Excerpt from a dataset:
++++++

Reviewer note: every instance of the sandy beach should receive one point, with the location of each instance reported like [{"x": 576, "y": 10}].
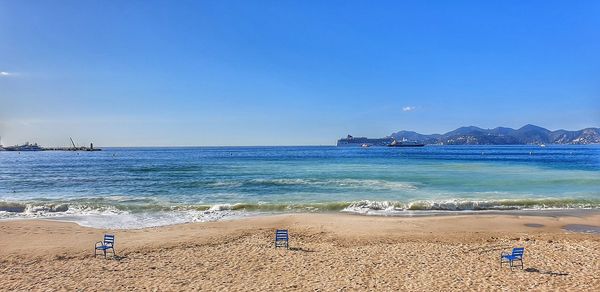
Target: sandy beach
[{"x": 327, "y": 252}]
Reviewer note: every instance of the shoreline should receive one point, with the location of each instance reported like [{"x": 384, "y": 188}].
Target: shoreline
[
  {"x": 327, "y": 252},
  {"x": 550, "y": 212}
]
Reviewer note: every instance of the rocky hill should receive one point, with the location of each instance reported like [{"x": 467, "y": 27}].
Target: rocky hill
[{"x": 528, "y": 134}]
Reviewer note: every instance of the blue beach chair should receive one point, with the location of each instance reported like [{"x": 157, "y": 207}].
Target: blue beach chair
[
  {"x": 107, "y": 244},
  {"x": 510, "y": 258},
  {"x": 281, "y": 238}
]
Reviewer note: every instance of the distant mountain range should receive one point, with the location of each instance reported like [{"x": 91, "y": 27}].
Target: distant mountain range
[{"x": 528, "y": 134}]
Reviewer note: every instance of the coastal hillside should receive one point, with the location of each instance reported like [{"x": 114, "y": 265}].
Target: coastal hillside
[{"x": 528, "y": 134}]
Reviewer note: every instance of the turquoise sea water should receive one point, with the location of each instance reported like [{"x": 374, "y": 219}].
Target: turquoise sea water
[{"x": 137, "y": 187}]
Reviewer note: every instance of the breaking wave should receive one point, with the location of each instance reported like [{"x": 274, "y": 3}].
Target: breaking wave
[{"x": 120, "y": 213}]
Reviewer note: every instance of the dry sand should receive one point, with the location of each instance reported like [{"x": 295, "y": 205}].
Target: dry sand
[{"x": 327, "y": 252}]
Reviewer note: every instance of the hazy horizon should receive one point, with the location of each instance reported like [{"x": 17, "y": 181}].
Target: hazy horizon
[{"x": 237, "y": 73}]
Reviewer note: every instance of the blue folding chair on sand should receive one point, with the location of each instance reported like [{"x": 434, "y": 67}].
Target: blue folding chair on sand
[
  {"x": 510, "y": 258},
  {"x": 281, "y": 238},
  {"x": 104, "y": 246}
]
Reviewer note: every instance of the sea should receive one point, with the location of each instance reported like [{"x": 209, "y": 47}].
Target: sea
[{"x": 127, "y": 188}]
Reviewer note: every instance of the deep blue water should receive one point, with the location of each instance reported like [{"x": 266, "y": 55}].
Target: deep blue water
[{"x": 187, "y": 184}]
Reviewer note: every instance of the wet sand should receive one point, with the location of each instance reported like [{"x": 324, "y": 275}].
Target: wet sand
[{"x": 327, "y": 252}]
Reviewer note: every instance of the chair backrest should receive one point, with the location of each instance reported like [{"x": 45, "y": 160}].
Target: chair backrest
[
  {"x": 518, "y": 251},
  {"x": 281, "y": 234},
  {"x": 109, "y": 239}
]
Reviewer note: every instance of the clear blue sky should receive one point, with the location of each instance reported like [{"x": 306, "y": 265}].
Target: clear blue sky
[{"x": 291, "y": 72}]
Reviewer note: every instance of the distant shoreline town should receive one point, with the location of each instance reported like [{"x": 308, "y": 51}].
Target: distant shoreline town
[{"x": 526, "y": 135}]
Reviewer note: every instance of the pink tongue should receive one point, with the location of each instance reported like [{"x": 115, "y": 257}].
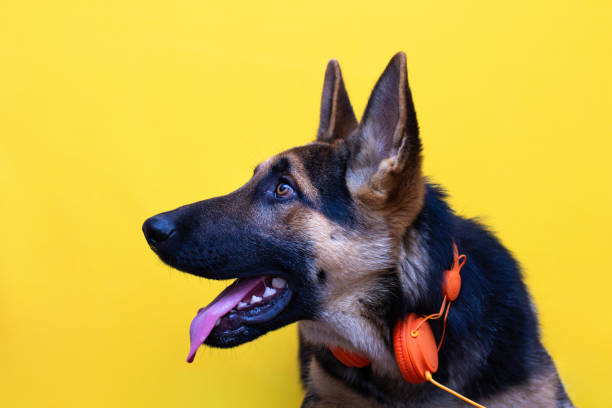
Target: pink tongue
[{"x": 205, "y": 320}]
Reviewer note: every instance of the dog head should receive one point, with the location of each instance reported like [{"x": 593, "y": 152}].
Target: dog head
[{"x": 317, "y": 232}]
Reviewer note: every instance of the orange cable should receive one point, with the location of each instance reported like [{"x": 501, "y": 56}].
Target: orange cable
[
  {"x": 431, "y": 316},
  {"x": 444, "y": 326},
  {"x": 456, "y": 394}
]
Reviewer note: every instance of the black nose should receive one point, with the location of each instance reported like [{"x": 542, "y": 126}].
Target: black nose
[{"x": 158, "y": 229}]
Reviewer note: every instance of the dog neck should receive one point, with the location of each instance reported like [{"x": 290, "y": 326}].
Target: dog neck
[{"x": 365, "y": 326}]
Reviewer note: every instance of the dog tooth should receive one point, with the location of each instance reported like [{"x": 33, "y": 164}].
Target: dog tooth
[
  {"x": 269, "y": 292},
  {"x": 279, "y": 283}
]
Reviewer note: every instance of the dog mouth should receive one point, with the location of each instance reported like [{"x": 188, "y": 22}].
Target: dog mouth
[{"x": 246, "y": 302}]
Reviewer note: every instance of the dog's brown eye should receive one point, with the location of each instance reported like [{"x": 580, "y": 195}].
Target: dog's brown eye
[{"x": 283, "y": 190}]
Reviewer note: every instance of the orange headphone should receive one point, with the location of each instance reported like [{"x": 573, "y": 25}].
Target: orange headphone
[{"x": 414, "y": 344}]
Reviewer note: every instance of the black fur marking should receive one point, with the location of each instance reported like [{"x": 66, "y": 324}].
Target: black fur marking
[
  {"x": 281, "y": 166},
  {"x": 492, "y": 339}
]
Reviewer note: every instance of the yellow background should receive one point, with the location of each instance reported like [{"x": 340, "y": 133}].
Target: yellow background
[{"x": 112, "y": 111}]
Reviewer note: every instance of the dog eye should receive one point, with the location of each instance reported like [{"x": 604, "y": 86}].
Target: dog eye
[{"x": 283, "y": 190}]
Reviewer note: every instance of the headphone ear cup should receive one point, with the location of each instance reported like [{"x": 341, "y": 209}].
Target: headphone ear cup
[{"x": 415, "y": 350}]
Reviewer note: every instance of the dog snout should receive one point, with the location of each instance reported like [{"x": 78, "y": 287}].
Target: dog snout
[{"x": 158, "y": 229}]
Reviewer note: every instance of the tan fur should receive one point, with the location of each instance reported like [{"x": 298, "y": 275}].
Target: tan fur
[
  {"x": 332, "y": 393},
  {"x": 352, "y": 263},
  {"x": 300, "y": 176},
  {"x": 538, "y": 392}
]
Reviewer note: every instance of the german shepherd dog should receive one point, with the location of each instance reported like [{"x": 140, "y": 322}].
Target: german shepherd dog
[{"x": 346, "y": 236}]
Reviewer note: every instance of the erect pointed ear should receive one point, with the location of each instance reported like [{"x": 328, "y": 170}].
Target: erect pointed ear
[
  {"x": 385, "y": 166},
  {"x": 337, "y": 117}
]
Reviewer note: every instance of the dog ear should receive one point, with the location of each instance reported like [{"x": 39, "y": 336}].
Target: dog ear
[
  {"x": 385, "y": 165},
  {"x": 337, "y": 117}
]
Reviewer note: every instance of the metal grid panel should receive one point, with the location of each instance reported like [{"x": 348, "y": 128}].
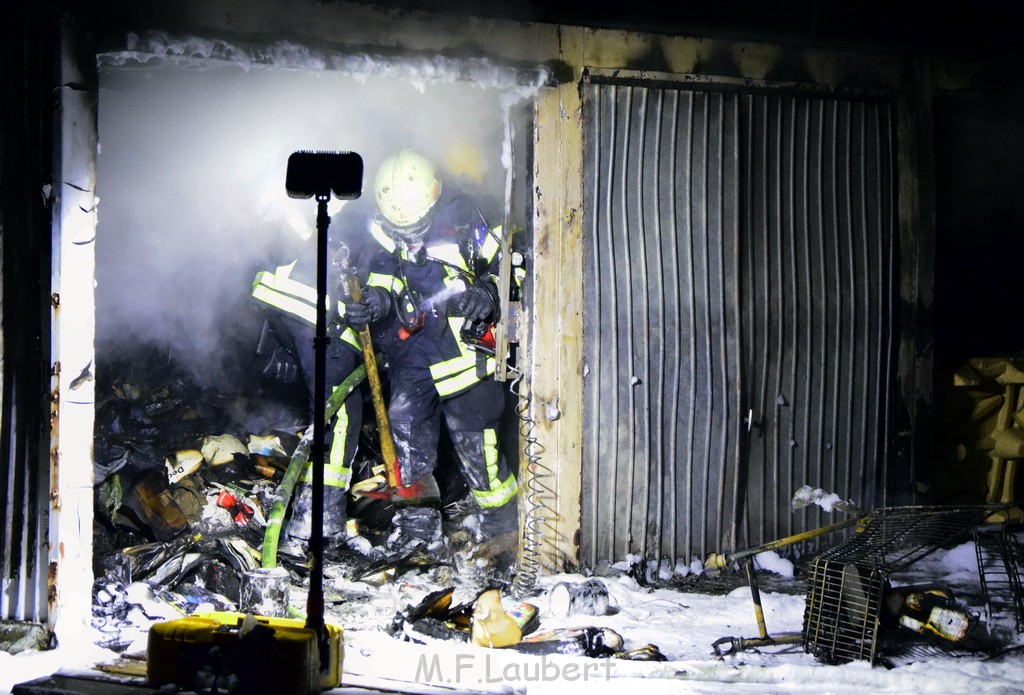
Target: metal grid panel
[
  {"x": 662, "y": 356},
  {"x": 843, "y": 610},
  {"x": 841, "y": 616}
]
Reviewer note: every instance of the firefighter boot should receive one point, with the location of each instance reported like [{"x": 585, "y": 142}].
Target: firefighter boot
[{"x": 417, "y": 524}]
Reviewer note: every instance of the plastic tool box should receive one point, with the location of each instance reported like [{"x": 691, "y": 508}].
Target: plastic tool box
[{"x": 242, "y": 653}]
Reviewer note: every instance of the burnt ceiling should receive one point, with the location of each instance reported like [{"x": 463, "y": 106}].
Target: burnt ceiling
[{"x": 961, "y": 28}]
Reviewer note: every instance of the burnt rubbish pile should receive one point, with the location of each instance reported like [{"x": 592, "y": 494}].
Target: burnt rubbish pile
[{"x": 185, "y": 476}]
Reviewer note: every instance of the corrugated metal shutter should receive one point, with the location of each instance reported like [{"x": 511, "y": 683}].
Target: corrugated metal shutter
[
  {"x": 738, "y": 259},
  {"x": 818, "y": 313},
  {"x": 662, "y": 425},
  {"x": 26, "y": 98}
]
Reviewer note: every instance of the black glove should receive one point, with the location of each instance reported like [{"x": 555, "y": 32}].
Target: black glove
[
  {"x": 373, "y": 306},
  {"x": 479, "y": 301},
  {"x": 282, "y": 365}
]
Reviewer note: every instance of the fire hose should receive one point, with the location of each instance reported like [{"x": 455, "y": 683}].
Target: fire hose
[{"x": 297, "y": 463}]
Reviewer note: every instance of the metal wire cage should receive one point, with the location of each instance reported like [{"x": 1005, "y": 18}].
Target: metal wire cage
[{"x": 843, "y": 614}]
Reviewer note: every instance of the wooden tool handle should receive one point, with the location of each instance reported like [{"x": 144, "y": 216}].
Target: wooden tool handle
[{"x": 377, "y": 393}]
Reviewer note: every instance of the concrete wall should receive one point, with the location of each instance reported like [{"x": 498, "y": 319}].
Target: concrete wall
[{"x": 554, "y": 319}]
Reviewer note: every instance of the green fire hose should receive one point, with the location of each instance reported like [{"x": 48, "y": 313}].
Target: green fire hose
[{"x": 297, "y": 463}]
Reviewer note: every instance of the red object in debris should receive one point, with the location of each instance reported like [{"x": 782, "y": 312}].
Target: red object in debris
[
  {"x": 488, "y": 338},
  {"x": 240, "y": 511}
]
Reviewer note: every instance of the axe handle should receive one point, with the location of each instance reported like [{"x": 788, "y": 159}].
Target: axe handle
[{"x": 383, "y": 425}]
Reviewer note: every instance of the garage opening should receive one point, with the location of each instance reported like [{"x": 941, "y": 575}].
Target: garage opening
[{"x": 194, "y": 141}]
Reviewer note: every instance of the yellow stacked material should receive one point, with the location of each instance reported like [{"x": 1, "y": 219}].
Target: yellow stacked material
[{"x": 983, "y": 431}]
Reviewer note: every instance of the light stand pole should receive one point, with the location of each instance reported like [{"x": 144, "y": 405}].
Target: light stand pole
[{"x": 320, "y": 174}]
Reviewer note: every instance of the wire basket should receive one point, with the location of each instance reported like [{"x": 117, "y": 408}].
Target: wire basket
[{"x": 847, "y": 585}]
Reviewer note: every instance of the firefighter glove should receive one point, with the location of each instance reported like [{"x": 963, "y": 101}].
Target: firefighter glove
[
  {"x": 282, "y": 365},
  {"x": 479, "y": 302},
  {"x": 373, "y": 306}
]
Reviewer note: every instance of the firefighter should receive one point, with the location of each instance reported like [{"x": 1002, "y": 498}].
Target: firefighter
[
  {"x": 431, "y": 296},
  {"x": 288, "y": 295}
]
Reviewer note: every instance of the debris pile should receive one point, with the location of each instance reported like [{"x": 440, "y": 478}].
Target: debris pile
[{"x": 500, "y": 622}]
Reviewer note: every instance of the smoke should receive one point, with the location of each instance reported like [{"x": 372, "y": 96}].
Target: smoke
[{"x": 190, "y": 176}]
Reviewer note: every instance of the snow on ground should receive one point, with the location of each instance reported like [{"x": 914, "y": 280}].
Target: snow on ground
[{"x": 683, "y": 624}]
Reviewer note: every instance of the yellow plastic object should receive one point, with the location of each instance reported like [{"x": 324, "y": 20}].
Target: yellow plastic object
[
  {"x": 259, "y": 654},
  {"x": 492, "y": 625}
]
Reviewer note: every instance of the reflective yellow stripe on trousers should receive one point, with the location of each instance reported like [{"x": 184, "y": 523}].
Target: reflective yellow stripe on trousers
[{"x": 501, "y": 490}]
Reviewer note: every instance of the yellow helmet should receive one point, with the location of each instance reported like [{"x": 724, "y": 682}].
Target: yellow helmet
[{"x": 407, "y": 188}]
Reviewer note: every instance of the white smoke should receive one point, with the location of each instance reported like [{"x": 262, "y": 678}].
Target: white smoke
[{"x": 195, "y": 138}]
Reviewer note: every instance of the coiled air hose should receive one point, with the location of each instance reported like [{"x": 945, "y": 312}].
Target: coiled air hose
[{"x": 537, "y": 494}]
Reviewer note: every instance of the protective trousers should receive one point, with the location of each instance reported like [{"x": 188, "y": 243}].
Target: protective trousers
[
  {"x": 472, "y": 417},
  {"x": 342, "y": 436}
]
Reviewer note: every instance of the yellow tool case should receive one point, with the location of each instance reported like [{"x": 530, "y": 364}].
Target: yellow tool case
[{"x": 242, "y": 654}]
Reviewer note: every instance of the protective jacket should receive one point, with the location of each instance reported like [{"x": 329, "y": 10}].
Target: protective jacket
[
  {"x": 431, "y": 370},
  {"x": 425, "y": 278},
  {"x": 289, "y": 294}
]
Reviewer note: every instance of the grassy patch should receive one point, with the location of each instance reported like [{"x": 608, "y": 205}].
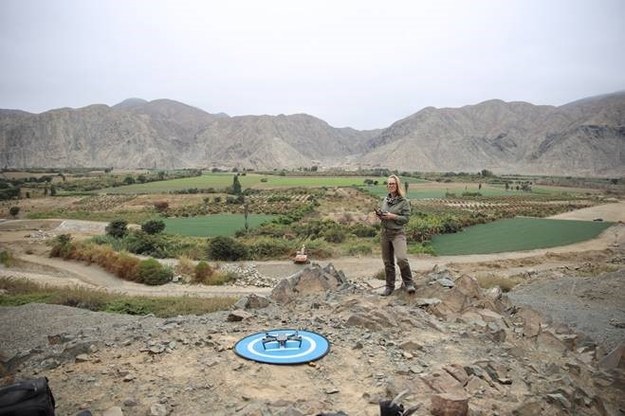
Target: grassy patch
[
  {"x": 213, "y": 225},
  {"x": 516, "y": 234}
]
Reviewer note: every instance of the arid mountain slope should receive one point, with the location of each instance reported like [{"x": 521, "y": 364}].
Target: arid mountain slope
[{"x": 585, "y": 137}]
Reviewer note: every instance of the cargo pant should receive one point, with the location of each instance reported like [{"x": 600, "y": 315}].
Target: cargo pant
[{"x": 394, "y": 246}]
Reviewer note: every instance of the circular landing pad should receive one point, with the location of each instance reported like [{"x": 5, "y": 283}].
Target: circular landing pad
[{"x": 283, "y": 346}]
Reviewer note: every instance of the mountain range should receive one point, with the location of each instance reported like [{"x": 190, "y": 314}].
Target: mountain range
[{"x": 582, "y": 138}]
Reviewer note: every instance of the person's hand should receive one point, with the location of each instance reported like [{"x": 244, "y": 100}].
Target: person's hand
[{"x": 388, "y": 216}]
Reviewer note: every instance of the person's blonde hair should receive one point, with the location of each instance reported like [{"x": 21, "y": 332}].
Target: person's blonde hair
[{"x": 400, "y": 189}]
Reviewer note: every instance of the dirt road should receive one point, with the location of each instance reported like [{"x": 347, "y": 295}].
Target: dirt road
[{"x": 26, "y": 239}]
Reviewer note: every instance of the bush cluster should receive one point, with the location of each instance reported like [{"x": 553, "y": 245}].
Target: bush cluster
[{"x": 121, "y": 264}]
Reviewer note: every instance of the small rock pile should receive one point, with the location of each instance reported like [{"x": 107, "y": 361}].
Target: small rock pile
[{"x": 248, "y": 275}]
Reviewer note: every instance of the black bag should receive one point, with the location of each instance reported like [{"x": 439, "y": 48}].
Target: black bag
[{"x": 27, "y": 398}]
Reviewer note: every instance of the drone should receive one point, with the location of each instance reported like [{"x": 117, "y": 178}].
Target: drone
[{"x": 281, "y": 339}]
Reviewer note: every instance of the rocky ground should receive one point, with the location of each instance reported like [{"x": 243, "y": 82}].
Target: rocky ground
[{"x": 552, "y": 346}]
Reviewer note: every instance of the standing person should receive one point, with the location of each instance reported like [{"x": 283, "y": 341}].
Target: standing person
[{"x": 394, "y": 212}]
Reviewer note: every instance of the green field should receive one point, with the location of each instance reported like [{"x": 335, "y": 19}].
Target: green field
[
  {"x": 516, "y": 234},
  {"x": 213, "y": 225}
]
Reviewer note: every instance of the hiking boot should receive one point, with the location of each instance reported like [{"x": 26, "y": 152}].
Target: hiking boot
[{"x": 387, "y": 291}]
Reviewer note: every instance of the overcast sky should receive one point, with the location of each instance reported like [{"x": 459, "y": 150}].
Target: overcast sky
[{"x": 363, "y": 64}]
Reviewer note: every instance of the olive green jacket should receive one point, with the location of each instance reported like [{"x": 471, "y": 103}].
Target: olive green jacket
[{"x": 399, "y": 206}]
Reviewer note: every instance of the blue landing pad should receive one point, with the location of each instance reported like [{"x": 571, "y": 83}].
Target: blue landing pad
[{"x": 283, "y": 346}]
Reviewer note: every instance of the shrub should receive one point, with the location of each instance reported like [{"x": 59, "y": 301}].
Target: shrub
[
  {"x": 185, "y": 268},
  {"x": 161, "y": 206},
  {"x": 6, "y": 258},
  {"x": 140, "y": 242},
  {"x": 151, "y": 272},
  {"x": 153, "y": 226},
  {"x": 203, "y": 273},
  {"x": 117, "y": 228},
  {"x": 335, "y": 235},
  {"x": 62, "y": 246},
  {"x": 226, "y": 249},
  {"x": 125, "y": 266}
]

++++++

* _Exercise_: Repeat exactly, and only, the lines from the line with "Reviewer note: every instance of the blue landing" through the end of the listing above, both ends included.

* _Final result_:
Reviewer note: every instance of the blue landing pad should receive one point, with the location of each instance reported like [{"x": 571, "y": 83}].
Target: blue landing pad
[{"x": 283, "y": 346}]
Reviewer note: every instance of the shrub should receive one point, with the location of each instance reported like [{"x": 59, "y": 301}].
Target: shrub
[
  {"x": 185, "y": 268},
  {"x": 161, "y": 206},
  {"x": 6, "y": 258},
  {"x": 140, "y": 242},
  {"x": 151, "y": 272},
  {"x": 153, "y": 226},
  {"x": 203, "y": 273},
  {"x": 117, "y": 228},
  {"x": 335, "y": 235},
  {"x": 62, "y": 246},
  {"x": 226, "y": 249},
  {"x": 125, "y": 266}
]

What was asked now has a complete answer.